> Supplied entries:
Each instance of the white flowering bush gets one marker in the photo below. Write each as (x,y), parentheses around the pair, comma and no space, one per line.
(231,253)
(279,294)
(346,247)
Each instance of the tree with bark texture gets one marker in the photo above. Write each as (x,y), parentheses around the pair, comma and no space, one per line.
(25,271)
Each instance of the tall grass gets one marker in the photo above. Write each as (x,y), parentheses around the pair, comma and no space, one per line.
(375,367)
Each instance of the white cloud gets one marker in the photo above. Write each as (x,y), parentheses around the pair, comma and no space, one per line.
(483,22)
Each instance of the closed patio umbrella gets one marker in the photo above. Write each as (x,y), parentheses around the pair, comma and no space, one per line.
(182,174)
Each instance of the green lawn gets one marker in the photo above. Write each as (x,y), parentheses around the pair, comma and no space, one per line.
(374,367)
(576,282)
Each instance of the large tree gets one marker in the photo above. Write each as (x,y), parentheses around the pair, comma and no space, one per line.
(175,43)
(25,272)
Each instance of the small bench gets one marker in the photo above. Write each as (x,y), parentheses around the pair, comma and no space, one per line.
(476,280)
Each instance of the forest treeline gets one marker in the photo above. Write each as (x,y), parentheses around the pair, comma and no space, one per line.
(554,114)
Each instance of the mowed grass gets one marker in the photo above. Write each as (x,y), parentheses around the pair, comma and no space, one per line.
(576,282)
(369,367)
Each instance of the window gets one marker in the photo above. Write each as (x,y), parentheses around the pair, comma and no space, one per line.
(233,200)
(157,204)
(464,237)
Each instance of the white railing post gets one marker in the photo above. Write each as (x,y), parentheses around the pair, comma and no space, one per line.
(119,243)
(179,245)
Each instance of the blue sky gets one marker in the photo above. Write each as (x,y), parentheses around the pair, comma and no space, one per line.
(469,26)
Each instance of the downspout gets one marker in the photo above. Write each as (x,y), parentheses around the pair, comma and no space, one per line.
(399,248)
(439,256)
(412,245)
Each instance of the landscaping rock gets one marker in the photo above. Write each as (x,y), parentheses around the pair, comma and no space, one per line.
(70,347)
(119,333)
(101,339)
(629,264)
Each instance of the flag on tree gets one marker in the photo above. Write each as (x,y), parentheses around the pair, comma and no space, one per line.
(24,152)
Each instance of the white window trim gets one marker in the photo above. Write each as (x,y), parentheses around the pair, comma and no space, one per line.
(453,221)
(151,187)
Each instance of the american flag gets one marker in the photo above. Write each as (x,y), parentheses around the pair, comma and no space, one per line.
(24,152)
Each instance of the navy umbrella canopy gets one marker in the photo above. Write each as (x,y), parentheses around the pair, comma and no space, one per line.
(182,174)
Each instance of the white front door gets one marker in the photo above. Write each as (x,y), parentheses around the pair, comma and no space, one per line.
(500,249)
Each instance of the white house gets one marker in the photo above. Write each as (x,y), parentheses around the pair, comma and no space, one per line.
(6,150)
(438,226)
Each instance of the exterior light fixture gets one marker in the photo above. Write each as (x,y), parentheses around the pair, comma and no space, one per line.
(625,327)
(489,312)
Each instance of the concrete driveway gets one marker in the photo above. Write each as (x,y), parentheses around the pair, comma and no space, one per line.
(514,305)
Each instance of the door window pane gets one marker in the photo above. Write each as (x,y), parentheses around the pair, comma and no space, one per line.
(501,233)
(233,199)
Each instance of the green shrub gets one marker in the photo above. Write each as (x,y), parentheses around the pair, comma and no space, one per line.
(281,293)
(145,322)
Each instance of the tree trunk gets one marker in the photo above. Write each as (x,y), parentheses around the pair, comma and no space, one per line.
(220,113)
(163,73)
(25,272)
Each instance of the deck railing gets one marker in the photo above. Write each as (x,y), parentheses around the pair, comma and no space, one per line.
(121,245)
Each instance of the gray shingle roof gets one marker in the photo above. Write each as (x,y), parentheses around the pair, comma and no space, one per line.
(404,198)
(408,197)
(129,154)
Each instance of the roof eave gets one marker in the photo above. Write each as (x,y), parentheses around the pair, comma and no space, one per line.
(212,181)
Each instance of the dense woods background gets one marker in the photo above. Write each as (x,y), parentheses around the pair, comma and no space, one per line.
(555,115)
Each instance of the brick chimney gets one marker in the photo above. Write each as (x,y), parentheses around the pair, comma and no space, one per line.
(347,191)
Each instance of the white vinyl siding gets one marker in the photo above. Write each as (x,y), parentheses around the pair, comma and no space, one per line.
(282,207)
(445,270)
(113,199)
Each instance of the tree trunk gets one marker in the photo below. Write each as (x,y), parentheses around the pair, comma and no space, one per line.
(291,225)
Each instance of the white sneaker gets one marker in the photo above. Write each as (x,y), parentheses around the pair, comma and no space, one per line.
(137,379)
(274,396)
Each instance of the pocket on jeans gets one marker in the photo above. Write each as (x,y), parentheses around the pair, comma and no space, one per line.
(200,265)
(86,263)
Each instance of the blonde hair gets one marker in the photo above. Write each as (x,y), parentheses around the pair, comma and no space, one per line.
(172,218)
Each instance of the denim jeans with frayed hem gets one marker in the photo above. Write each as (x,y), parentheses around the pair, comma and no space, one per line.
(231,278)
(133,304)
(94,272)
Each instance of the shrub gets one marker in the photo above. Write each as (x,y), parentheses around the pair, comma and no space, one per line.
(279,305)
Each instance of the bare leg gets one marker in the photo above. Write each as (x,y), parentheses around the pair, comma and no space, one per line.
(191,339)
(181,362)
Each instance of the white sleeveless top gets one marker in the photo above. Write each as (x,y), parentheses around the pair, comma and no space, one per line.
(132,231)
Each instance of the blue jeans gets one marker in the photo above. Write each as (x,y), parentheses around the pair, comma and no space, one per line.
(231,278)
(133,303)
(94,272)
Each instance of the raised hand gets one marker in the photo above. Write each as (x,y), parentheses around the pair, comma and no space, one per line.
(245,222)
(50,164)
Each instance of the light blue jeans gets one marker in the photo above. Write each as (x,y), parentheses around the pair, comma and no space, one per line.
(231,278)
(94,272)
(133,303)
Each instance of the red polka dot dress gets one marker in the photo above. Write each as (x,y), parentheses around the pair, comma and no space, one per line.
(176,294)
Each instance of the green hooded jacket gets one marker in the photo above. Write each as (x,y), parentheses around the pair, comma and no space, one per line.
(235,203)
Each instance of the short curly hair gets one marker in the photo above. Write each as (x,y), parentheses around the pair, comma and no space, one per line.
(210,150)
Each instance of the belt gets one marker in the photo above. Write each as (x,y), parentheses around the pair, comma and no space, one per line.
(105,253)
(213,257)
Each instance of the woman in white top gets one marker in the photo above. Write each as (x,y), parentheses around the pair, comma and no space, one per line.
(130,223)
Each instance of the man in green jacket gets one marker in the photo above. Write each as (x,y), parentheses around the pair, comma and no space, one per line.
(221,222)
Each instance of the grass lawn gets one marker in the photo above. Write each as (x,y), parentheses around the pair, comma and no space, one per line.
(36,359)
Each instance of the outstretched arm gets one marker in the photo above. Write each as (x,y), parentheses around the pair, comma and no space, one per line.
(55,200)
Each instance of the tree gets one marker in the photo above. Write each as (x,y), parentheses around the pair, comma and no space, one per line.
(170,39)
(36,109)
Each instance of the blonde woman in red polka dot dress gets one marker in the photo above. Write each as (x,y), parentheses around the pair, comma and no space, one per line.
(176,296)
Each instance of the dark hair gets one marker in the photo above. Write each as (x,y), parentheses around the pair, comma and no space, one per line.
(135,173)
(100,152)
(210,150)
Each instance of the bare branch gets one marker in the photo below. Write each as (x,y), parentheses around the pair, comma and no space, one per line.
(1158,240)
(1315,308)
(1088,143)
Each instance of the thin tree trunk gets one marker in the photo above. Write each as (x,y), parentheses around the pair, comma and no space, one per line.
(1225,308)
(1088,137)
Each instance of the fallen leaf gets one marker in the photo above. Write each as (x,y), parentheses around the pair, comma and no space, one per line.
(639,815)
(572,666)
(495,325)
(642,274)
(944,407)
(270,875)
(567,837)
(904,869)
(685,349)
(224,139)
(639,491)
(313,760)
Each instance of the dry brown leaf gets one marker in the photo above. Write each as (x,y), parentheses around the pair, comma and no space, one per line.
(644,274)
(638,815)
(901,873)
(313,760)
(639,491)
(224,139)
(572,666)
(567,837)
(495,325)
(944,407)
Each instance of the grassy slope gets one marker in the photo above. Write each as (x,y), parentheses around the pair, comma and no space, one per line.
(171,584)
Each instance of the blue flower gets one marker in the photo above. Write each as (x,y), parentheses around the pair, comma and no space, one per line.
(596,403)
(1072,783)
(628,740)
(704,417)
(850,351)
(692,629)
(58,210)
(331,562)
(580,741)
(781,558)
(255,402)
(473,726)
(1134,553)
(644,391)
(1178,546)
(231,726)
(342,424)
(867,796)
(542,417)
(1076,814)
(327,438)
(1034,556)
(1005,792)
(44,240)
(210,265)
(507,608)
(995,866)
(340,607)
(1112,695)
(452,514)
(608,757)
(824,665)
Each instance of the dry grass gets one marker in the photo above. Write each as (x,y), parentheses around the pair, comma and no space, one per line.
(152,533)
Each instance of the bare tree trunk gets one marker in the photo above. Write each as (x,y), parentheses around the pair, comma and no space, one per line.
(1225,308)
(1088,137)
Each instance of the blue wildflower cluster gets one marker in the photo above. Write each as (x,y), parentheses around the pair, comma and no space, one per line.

> Direction: From the line that contains "Each instance of the grassy" to the last line of the material above, repeat every line exactly, keeping both the first and the last.

> Reply to the task:
Each instance of the grassy slope gets one marker in the photo above. Write each as (x,y), parentheses around the pair, comma and no space, one per line.
(171,584)
Each instance of the blue flower gets one marker in the photo above. Write each as (x,y), parentheses around the pair, comma and no space, one per line.
(596,403)
(1072,783)
(628,740)
(704,417)
(850,351)
(692,629)
(58,210)
(331,562)
(580,741)
(781,558)
(255,402)
(473,726)
(1134,553)
(644,391)
(1178,546)
(231,726)
(342,424)
(867,796)
(542,417)
(1076,814)
(327,438)
(1034,556)
(1005,792)
(44,240)
(210,265)
(507,608)
(995,866)
(340,607)
(1112,695)
(452,514)
(608,757)
(824,665)
Each instance of the dry grass gets one marker in the photo above. Write each as (x,y), parentheses around the pair, comma and no space, one per line.
(152,533)
Each instance of the bare tree trunk gets one marker in the photo above. Write each as (x,y), parentheses around the pair, comma and no space, one per line.
(1225,308)
(1088,137)
Each instance of the blue wildflower cluster gets one marker in the photo above. Write each as (x,y), parentheses around the pair, comma and no space, one per line.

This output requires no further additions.